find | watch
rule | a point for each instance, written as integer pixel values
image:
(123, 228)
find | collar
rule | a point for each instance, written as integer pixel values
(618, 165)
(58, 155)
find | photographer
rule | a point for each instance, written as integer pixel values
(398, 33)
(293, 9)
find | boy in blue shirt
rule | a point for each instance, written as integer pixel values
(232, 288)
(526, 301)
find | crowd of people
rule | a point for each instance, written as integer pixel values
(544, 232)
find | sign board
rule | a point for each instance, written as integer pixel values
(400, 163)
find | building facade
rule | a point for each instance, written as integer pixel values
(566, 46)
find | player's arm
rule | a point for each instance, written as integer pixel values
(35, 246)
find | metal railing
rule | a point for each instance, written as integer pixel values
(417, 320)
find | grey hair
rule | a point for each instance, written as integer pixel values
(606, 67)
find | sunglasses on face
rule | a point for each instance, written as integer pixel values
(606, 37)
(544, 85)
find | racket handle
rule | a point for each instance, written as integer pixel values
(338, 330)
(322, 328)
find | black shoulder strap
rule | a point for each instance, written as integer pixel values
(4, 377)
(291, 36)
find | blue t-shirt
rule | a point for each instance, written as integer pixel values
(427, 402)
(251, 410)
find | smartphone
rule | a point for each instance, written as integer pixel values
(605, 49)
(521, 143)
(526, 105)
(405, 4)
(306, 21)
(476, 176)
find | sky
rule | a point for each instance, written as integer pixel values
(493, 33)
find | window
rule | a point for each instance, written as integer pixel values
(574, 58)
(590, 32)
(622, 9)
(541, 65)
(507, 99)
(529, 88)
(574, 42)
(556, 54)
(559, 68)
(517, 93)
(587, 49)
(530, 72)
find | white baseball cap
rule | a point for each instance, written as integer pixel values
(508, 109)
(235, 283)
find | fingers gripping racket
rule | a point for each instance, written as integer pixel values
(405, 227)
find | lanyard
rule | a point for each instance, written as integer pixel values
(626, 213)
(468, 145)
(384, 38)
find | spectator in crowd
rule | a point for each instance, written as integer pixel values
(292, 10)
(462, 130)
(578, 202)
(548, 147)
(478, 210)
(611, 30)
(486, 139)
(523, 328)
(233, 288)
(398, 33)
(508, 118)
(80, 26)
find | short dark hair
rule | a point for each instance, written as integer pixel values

· · ·

> Work instructions
Copy out every record above once more, precisely as written.

> Reply to the task
find | watch
rule | a point for each instance, written as integer pixel values
image:
(123, 228)
find | collar
rule | a point for each instance, written as integer pixel values
(618, 165)
(58, 155)
find | photographer
rule | a point for each instance, written as integer pixel values
(398, 33)
(293, 9)
find | boy in blue shirt
rule | a point for each instance, written as integer pixel values
(232, 288)
(526, 301)
find | crowd of people
rule | a point for each instance, written as integer pixel values
(544, 232)
find | sign board
rule | a point for each instance, written as integer pixel values
(400, 163)
find | building facade
rule | a point for each instance, written as integer pixel values
(566, 46)
find | player's arm
rule | a point for each instance, written as integer pixel values
(35, 246)
find | metal railing
rule | a point for each instance, written as integer pixel values
(417, 320)
find | grey hair
rule | a point for each instance, written as integer pixel values
(606, 67)
find | sunglasses on face
rule | a point for each instance, written as integer pixel values
(606, 37)
(544, 85)
find | racket handle
rule | a point for each instance, written as integer pixel values
(338, 330)
(322, 328)
find | black shoulder strap
rule | a point for each instance, written as integer pixel values
(4, 377)
(291, 36)
find | blue t-shirt
rule | a point for each instance, written as integer pixel values
(427, 402)
(251, 410)
find | smartphone
rule | a point for each instance, written as integer pixel values
(605, 49)
(521, 143)
(526, 105)
(405, 4)
(306, 21)
(476, 176)
find | sky
rule | a point for each instance, written as integer pixel values
(493, 33)
find | window
rule | a point for each instance, written as integer pixel values
(574, 58)
(590, 32)
(622, 9)
(541, 65)
(507, 99)
(529, 88)
(574, 42)
(556, 54)
(559, 68)
(517, 93)
(587, 49)
(530, 72)
find | white baseball cap
rule | a point for each instance, written as integer pixel values
(508, 109)
(235, 283)
find | fingers gripping racket
rule | a point for each instance, written as integer pixel values
(405, 227)
find | lanyard
rule | a point for each instance, written as integer pixel values
(626, 213)
(468, 145)
(384, 38)
find | spectator in crowd
rule | a point for each instance, written as integer pixel values
(292, 10)
(462, 130)
(578, 202)
(548, 147)
(478, 210)
(611, 30)
(486, 139)
(523, 328)
(233, 288)
(398, 33)
(508, 118)
(80, 26)
find | short dark hair
rule | a point for each instance, written as integer pixel values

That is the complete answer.